## Requirements
Rewrite every line of the material below, leaving out the pictures and keeping all other text unchanged, but multiply each pixel coordinate in the polygon outlines by 2.35 and round it to a whole number, with halves rounded up.

Mask labeling examples:
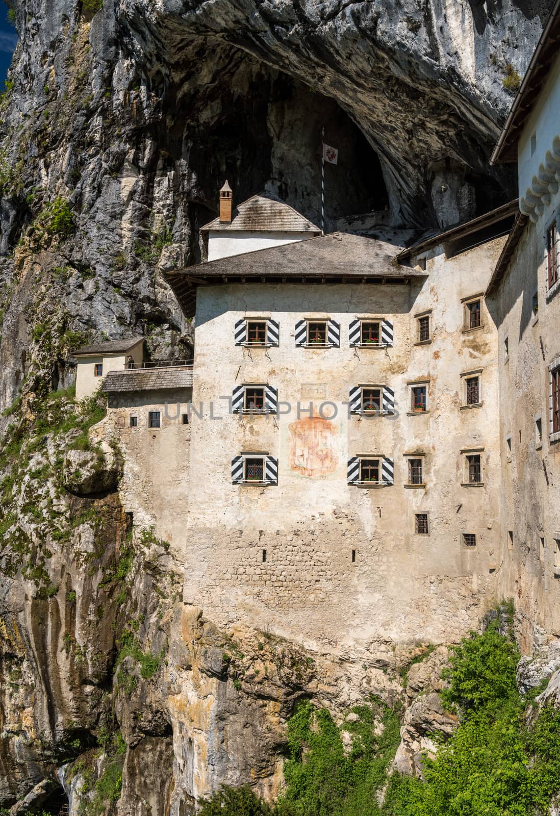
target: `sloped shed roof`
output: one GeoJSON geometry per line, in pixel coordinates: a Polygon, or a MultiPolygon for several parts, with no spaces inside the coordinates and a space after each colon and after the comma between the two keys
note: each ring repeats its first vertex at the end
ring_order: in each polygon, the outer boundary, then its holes
{"type": "Polygon", "coordinates": [[[251,196],[233,208],[230,223],[224,224],[220,217],[201,227],[201,232],[209,229],[230,231],[274,230],[285,233],[320,233],[321,230],[289,204],[270,193],[251,196]]]}
{"type": "Polygon", "coordinates": [[[138,343],[144,342],[143,337],[125,337],[120,340],[107,340],[103,343],[93,343],[91,346],[82,346],[74,352],[74,357],[82,354],[118,354],[133,348],[138,343]]]}

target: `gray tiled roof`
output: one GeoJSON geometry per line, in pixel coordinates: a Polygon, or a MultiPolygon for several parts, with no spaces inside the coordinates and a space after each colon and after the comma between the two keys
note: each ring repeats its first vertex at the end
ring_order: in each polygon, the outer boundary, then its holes
{"type": "Polygon", "coordinates": [[[201,227],[202,230],[260,230],[272,229],[282,232],[320,233],[321,230],[271,193],[260,193],[233,208],[229,224],[222,224],[220,217],[201,227]]]}
{"type": "Polygon", "coordinates": [[[122,391],[159,391],[165,388],[190,388],[192,368],[132,369],[109,371],[103,380],[104,393],[122,391]]]}
{"type": "Polygon", "coordinates": [[[74,352],[74,357],[80,354],[118,354],[119,352],[127,352],[137,343],[144,340],[143,337],[125,337],[120,340],[107,340],[103,343],[93,343],[91,346],[82,346],[74,352]]]}

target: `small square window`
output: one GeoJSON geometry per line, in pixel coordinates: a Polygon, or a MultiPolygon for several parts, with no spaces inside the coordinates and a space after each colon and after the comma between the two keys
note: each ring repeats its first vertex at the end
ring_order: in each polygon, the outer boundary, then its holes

## Complete response
target: `sloped shed roof`
output: one GeoJSON geometry per line, in pixel coordinates: a Polygon, or a MultiPolygon for several parts, with no spaces inside the coordinates and a space after each colon and after the comma between the two keys
note: each ring repeats its first vertex at the end
ring_order: in each polygon, the outer boundary, then its holes
{"type": "Polygon", "coordinates": [[[590,461],[548,489],[541,524],[526,526],[517,510],[472,533],[472,545],[491,538],[541,543],[644,541],[670,548],[752,548],[754,541],[679,479],[635,454],[590,461]]]}
{"type": "Polygon", "coordinates": [[[324,806],[338,804],[336,792],[294,792],[282,799],[251,799],[242,806],[219,806],[214,813],[193,813],[174,827],[174,839],[193,832],[277,832],[313,818],[324,806]]]}

target: `gray tiled roof`
output: one GeoJSON geometry per line, in pixel coordinates: a Polygon, or a MultiPolygon for several parts, with no spaces inside the coordinates and a space after each colon and after the comma between the two keys
note: each ring repeats its first vertex at the end
ring_order: in each polygon, the outer boundary, then its holes
{"type": "Polygon", "coordinates": [[[472,533],[475,541],[611,541],[639,538],[663,545],[752,548],[754,541],[637,454],[611,454],[548,489],[538,526],[522,526],[517,510],[472,533]]]}
{"type": "Polygon", "coordinates": [[[287,919],[374,919],[388,912],[447,912],[451,865],[310,867],[256,872],[242,893],[244,924],[287,919]]]}
{"type": "Polygon", "coordinates": [[[174,827],[174,839],[188,832],[277,832],[280,827],[298,827],[322,806],[338,799],[336,792],[294,792],[282,799],[251,799],[242,806],[219,806],[214,813],[193,813],[174,827]]]}

target: `small square window`
output: one GeoJSON geometry per line, in pixel coordinates: a Polygon, or a MultiPolygon for several parts, with no spaces inside the coordinates and a space after each colon and after the comma between the two keys
note: each ring repeats its first vertex at the end
ring_order: in each polygon, the outer boundary, then its holes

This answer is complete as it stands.